YOUR TASK
Write the entries out again exactly as they stand, but without the pictures.

ENTRIES SHOWN
▬▬▬

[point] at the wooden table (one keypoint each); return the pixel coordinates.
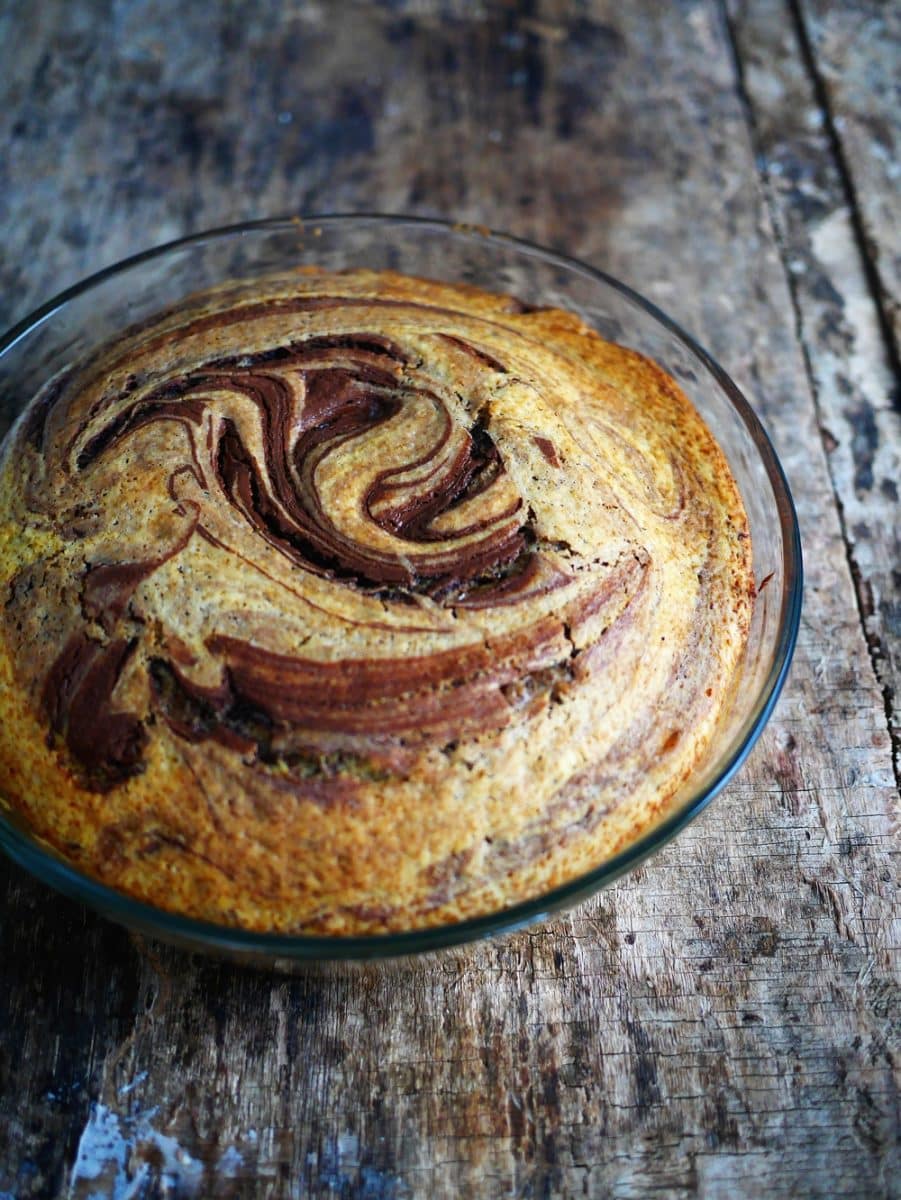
(725, 1020)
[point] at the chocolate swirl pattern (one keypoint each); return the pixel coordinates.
(344, 603)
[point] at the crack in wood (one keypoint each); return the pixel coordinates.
(875, 643)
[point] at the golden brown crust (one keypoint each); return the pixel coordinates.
(356, 603)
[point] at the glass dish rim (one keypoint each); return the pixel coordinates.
(55, 871)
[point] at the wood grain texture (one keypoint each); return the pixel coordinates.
(836, 316)
(725, 1020)
(853, 53)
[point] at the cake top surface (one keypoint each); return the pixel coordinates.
(308, 567)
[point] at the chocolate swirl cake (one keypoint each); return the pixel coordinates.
(348, 603)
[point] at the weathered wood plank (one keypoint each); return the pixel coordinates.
(856, 52)
(725, 1019)
(838, 319)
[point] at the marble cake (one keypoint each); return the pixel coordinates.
(350, 603)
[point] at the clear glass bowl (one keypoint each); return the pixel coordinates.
(77, 322)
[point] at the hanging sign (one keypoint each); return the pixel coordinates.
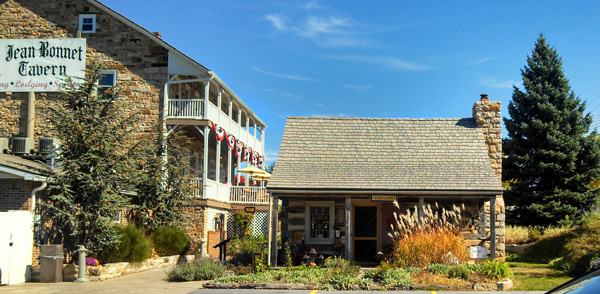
(383, 198)
(40, 65)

▬▬▬

ANSWER TO THE PROBLEM
[point] at the wooden table (one keypoint each); return the pixel coordinates.
(725, 1020)
[point] at the chocolate swirl pattern (one keypoint each); return the pixel coordinates.
(344, 603)
[point] at the crack in wood (one keypoint each); return the pixel coordinates.
(875, 643)
[point] at the golden brown crust (one keypoint each); return the pixel coordinates.
(356, 603)
[point] at the glass dish rim (one keypoint each); return the pixel coordinates.
(55, 871)
[point] at the wood grain texture (one keypoint each); return the pixel coordinates.
(836, 316)
(725, 1020)
(853, 53)
[point] at the cake top surface (one keypoint each); return the pixel coordinates.
(308, 567)
[point] at the chocolate swirl cake (one keypoint each); return the pixel coordinates.
(348, 603)
[point] at the weathered wood plank (one keypoint each); return the pixel coordinates.
(856, 52)
(725, 1019)
(838, 319)
[point] at the marble cake (one keypoint each); return the pixel coordinates.
(350, 603)
[point] at the clear glass bowl (one keypoint each); return the pixel coordinates.
(77, 322)
[point] at the hanging sign (one keypoint each); return the pixel coordinates.
(383, 198)
(40, 65)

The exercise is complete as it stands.